>> START Task input

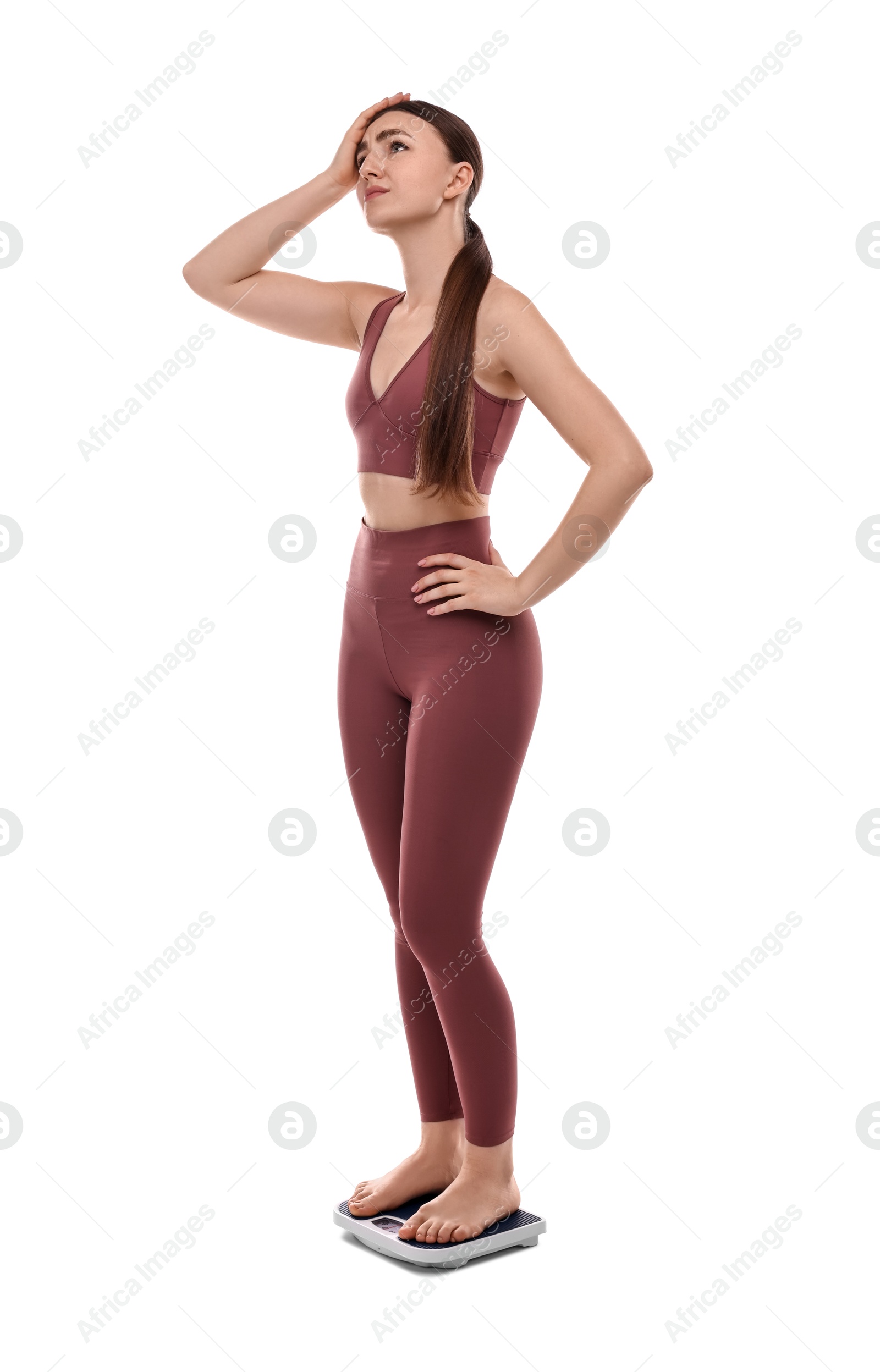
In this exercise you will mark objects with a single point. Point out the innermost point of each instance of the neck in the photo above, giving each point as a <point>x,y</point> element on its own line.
<point>426,249</point>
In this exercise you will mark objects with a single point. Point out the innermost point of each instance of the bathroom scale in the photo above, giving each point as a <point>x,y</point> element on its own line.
<point>380,1232</point>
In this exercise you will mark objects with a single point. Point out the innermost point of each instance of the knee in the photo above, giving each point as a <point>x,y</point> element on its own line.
<point>440,941</point>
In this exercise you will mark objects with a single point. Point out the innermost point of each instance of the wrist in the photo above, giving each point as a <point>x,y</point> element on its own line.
<point>518,596</point>
<point>331,186</point>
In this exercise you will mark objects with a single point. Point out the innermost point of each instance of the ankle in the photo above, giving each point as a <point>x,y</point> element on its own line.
<point>442,1139</point>
<point>491,1165</point>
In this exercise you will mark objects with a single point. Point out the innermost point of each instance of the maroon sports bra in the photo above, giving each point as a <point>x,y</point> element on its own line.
<point>385,427</point>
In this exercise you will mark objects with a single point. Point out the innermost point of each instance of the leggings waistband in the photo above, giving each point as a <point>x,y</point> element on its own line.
<point>385,561</point>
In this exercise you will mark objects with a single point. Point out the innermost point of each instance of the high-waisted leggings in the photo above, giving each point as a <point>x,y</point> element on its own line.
<point>436,714</point>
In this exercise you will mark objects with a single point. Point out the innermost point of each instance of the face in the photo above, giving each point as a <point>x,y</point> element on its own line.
<point>405,172</point>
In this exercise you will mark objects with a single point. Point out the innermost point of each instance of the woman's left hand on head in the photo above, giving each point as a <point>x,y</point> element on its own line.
<point>488,586</point>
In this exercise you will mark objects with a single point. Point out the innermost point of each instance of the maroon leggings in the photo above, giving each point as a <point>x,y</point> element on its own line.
<point>436,715</point>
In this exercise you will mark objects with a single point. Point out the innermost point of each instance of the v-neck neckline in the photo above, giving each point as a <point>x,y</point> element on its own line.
<point>378,400</point>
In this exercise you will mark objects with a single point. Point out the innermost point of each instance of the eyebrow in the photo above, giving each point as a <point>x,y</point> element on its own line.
<point>381,137</point>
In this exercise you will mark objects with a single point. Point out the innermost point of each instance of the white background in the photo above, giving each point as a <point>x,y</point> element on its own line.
<point>710,846</point>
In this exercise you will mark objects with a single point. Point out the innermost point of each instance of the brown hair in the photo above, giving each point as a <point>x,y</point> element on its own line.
<point>445,437</point>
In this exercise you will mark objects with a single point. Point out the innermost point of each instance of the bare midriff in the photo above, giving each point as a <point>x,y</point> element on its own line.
<point>392,504</point>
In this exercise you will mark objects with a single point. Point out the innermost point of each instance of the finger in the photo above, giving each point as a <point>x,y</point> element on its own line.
<point>447,589</point>
<point>448,574</point>
<point>450,559</point>
<point>456,603</point>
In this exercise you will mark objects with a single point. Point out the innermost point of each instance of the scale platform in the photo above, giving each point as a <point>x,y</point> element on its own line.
<point>380,1232</point>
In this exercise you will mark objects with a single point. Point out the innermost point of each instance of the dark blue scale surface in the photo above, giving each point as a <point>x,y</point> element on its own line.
<point>405,1212</point>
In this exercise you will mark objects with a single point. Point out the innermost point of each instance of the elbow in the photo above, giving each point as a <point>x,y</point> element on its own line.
<point>195,280</point>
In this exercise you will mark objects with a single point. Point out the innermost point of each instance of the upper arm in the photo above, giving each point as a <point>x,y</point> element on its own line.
<point>319,312</point>
<point>541,364</point>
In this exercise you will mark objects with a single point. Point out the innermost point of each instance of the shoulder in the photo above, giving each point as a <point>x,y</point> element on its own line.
<point>363,298</point>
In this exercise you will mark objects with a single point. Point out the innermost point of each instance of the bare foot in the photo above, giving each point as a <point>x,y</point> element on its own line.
<point>430,1168</point>
<point>472,1202</point>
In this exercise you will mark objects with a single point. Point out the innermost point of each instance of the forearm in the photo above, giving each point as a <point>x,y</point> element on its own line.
<point>245,247</point>
<point>604,497</point>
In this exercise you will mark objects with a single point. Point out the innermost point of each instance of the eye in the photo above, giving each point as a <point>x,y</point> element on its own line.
<point>396,143</point>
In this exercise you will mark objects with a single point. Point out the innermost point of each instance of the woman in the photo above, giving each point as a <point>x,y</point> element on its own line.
<point>440,664</point>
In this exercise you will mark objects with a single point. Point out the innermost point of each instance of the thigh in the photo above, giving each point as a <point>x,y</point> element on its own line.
<point>374,728</point>
<point>475,695</point>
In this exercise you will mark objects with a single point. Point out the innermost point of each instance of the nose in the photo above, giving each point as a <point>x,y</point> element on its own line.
<point>372,165</point>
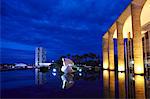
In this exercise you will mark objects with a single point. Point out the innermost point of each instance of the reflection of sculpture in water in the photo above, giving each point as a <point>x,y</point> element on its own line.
<point>67,65</point>
<point>40,77</point>
<point>67,80</point>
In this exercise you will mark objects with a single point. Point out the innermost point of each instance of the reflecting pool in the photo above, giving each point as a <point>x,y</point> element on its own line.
<point>81,84</point>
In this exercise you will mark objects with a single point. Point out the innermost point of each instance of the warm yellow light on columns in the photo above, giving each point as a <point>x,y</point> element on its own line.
<point>137,39</point>
<point>121,80</point>
<point>121,65</point>
<point>139,87</point>
<point>105,53</point>
<point>106,83</point>
<point>111,51</point>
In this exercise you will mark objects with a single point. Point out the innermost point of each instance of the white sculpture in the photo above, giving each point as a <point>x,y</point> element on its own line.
<point>67,65</point>
<point>67,80</point>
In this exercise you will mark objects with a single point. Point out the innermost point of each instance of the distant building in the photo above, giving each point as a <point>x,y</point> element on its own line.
<point>40,56</point>
<point>20,65</point>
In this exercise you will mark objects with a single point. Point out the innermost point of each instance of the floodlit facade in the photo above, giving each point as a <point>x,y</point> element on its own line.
<point>134,25</point>
<point>40,56</point>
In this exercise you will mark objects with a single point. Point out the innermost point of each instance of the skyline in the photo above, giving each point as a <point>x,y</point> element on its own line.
<point>61,27</point>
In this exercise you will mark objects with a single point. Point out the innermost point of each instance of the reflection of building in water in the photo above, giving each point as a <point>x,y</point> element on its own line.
<point>40,56</point>
<point>139,87</point>
<point>40,77</point>
<point>121,79</point>
<point>112,84</point>
<point>67,80</point>
<point>106,83</point>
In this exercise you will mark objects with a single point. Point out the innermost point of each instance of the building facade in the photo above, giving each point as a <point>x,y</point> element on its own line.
<point>40,56</point>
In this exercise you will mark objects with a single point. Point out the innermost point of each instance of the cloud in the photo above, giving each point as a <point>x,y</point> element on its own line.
<point>60,26</point>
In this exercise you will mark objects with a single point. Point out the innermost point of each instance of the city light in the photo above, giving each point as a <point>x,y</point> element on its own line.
<point>54,70</point>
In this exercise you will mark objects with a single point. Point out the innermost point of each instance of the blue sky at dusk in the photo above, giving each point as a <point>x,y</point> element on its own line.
<point>60,26</point>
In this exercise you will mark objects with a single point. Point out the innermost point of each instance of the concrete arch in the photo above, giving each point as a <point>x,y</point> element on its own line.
<point>145,17</point>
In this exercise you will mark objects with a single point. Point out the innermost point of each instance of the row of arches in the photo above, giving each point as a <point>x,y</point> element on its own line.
<point>132,25</point>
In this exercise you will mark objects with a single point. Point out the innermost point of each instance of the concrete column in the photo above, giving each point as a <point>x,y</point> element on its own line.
<point>105,53</point>
<point>121,65</point>
<point>137,39</point>
<point>111,51</point>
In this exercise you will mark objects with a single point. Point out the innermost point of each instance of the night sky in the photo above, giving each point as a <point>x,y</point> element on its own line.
<point>60,26</point>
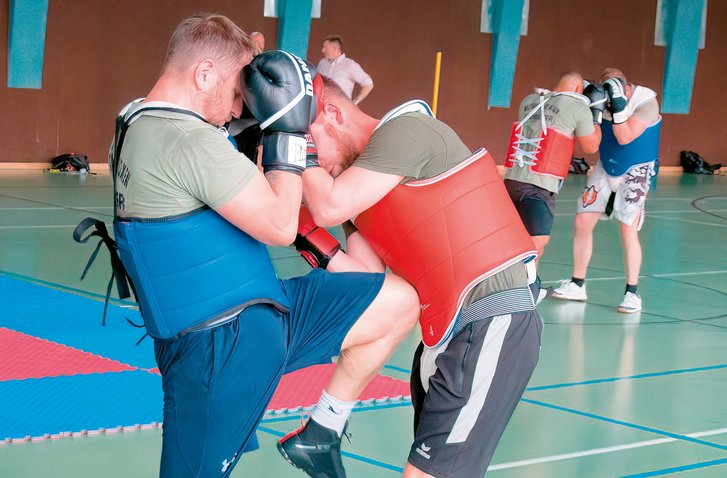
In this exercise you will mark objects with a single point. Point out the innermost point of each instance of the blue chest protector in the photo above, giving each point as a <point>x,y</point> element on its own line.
<point>618,158</point>
<point>194,271</point>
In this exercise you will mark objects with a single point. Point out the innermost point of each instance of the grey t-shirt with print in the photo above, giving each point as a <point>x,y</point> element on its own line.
<point>567,113</point>
<point>173,163</point>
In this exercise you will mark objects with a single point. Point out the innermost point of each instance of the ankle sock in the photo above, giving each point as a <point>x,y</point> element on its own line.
<point>332,413</point>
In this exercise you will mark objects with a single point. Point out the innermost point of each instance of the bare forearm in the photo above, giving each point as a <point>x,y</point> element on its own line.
<point>320,197</point>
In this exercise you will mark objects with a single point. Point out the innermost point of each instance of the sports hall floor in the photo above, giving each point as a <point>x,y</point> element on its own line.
<point>613,395</point>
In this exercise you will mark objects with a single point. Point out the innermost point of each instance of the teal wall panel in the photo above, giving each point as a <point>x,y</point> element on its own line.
<point>294,18</point>
<point>506,24</point>
<point>682,30</point>
<point>26,42</point>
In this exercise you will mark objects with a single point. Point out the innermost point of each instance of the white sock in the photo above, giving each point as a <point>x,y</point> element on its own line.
<point>332,413</point>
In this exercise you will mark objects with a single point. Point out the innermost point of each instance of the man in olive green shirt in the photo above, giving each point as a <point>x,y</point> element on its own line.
<point>466,387</point>
<point>566,110</point>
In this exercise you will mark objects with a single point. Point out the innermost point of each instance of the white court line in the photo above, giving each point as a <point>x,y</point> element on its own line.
<point>671,274</point>
<point>54,208</point>
<point>600,451</point>
<point>687,220</point>
<point>38,227</point>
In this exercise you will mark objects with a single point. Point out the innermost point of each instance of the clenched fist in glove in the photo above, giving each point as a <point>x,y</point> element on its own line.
<point>597,96</point>
<point>277,86</point>
<point>616,91</point>
<point>315,244</point>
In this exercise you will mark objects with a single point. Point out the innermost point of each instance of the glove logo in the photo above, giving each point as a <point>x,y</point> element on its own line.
<point>306,76</point>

>> END Task input

Task details: Copy out the material word for word, from its start through the line that contains "<point>331,186</point>", with both ends included. Leave the picture out.

Result of the exercise:
In this exercise you will mark objects with a single point. Point out the innermost point of each instance of the neck in the photo above, giving each point as a <point>x,y</point> element on its own line.
<point>426,249</point>
In this exercise you will mark objects with a single point. Point out the innermost point of each instance of the bathroom scale in the photo above, giving each point as a <point>x,y</point> element on its own line.
<point>380,1232</point>
In this exercise you will mark objects with a single point. Point out the innermost point of each instance of the knee in the photo above, giving each point as a <point>x,y</point> element on its own line.
<point>440,941</point>
In this exercise you will mark objects with a single point. Point out the innermost point of each instance of the wrist in the photo above, giving each point as a <point>x,y</point> element on its own line.
<point>518,596</point>
<point>331,186</point>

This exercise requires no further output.